▶ **What is being asked**: Can you reproduce the passage of the abstract on functional outcomes after major limb amputation, starting at "MLA in older" and ending at "of informed consent."?

▶ **Text for analysis**:
***

DOI: 10.1093/bjs/znad258.754 ISSN:

174 Functional Outcomes in Older Patients Following Major Limb Amputation

S Jamal, J Luckhurst, K Hussey
  • Surgery



More than 5,000 major limb amputations (MLA) are performed annually in the United Kingdom. The relationship between medical co-morbidity and frailty is complex and can have an adverse effect on both mortality and functional capacity. This may be particularly important for older patients. We have attempted to define functional outcome by describing place of discharge, functional capacity and limb-fitting.


This was a retrospective review of a prospectively collated data set on MLA performed in a single Scottish Health Board (NHS Greater Glasgow and Clyde). Older patients were defined as those over 80-years at the time of MLA. Primary outcome measures were place of discharge, functional capacity at the time of follow-up and successful limb fitting.


There were 389 consecutive MLAs performed of which 33 were in patients over the age of 80-years. There were 3 (9.4%) inpatient deaths, and the median duration of stay was 57-days. Only 13 (43.3%) patients were discharged home to independent living. The remaining patients were discharged to either supported living or nursing home care. There were 13 (43.3%) patients who were discharged bed bound. Only 7 (21.2%) were successfully limb-fitted. At 12-months 22 (73.3%) of patients were dead.


MLA in older patients is associated with loss of function and therefore loss of independence. Most patients have died within a year of surgery. These data should help modify expectations for patients, families and clinicians and will help with the process of informed consent.

***

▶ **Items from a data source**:
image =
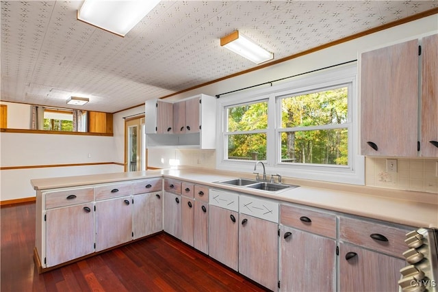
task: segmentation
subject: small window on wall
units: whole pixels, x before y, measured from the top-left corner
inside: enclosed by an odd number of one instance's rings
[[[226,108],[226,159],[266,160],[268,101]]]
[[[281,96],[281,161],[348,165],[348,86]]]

***

▶ **Your response**:
MLA in older patients is associated with loss of function and therefore loss of independence. Most patients have died within a year of surgery. These data should help modify expectations for patients, families and clinicians and will help with the process of informed consent.